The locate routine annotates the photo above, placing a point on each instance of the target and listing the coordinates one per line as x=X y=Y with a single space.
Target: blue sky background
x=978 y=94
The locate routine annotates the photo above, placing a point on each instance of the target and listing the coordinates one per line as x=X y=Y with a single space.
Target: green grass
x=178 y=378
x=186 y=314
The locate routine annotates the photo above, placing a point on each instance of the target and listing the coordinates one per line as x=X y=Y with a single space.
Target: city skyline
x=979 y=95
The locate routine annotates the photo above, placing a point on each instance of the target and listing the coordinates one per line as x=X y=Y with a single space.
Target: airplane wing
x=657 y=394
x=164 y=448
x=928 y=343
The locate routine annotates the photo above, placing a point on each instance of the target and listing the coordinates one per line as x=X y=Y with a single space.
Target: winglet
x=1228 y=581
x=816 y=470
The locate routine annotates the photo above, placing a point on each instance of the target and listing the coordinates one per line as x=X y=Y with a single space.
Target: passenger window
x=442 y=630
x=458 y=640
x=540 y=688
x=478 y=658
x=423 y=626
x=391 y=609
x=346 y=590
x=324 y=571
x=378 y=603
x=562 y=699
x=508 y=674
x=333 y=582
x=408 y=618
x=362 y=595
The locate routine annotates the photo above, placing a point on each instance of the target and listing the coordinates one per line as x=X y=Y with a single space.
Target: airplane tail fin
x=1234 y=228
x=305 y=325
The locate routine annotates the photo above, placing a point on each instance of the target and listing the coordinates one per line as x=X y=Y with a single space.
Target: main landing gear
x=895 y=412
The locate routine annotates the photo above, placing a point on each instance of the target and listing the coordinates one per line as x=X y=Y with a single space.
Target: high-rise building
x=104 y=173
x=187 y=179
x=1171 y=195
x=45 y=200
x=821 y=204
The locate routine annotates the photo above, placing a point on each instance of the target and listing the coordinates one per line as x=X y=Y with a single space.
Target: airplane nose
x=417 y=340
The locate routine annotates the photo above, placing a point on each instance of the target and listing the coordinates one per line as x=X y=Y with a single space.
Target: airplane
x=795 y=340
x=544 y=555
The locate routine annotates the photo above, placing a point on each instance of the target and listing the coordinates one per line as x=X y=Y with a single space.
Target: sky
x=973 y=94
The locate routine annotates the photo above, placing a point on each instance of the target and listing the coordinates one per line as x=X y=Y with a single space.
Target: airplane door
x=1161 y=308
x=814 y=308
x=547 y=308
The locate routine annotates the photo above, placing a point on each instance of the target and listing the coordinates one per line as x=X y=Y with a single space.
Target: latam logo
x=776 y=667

◆ What is required:
Please put the rows from the start through the line with "x=362 y=595" into a two-column CSV headed text and answer. Give each row one CSV line, with its text and its answer each in a single quoted field and line breaks in those fields replaced by spaces.

◆ Answer to the problem:
text,answer
"The locate routine annotates the photo above, placing a point on each instance of the target and listing the coordinates one per line as x=X y=Y with a single space. Target: blue sky background","x=978 y=94"
"The locate routine annotates the photo above, placing a point on each instance of the target and listing the coordinates one per line as x=X y=Y with a single space. Target: green grass","x=178 y=378 x=186 y=314"
"The locate routine annotates the photo above, placing a point on each instance of the target and listing the coordinates one per line as x=X y=Y with a single space. Target: city skyline","x=979 y=95"
"The locate routine annotates the photo above, placing a point on each instance of the target and listing the coordinates one per line as x=X y=Y with a single space. Target: airplane wing","x=657 y=394 x=164 y=448 x=928 y=343"
"The locate routine annotates the photo above, placing a point on each instance of the target and listing the coordinates one per line as x=X y=Y with a single space. Target: winglet","x=1228 y=581 x=816 y=470"
"The locate routine annotates the photo above, placing a point on each instance of the target and listing the coordinates one per line as x=X y=Y with a single space. Target: passenger window","x=442 y=630 x=458 y=640 x=540 y=688 x=478 y=658 x=423 y=626 x=391 y=609 x=346 y=590 x=324 y=571 x=378 y=603 x=562 y=699 x=508 y=674 x=333 y=582 x=408 y=618 x=362 y=595"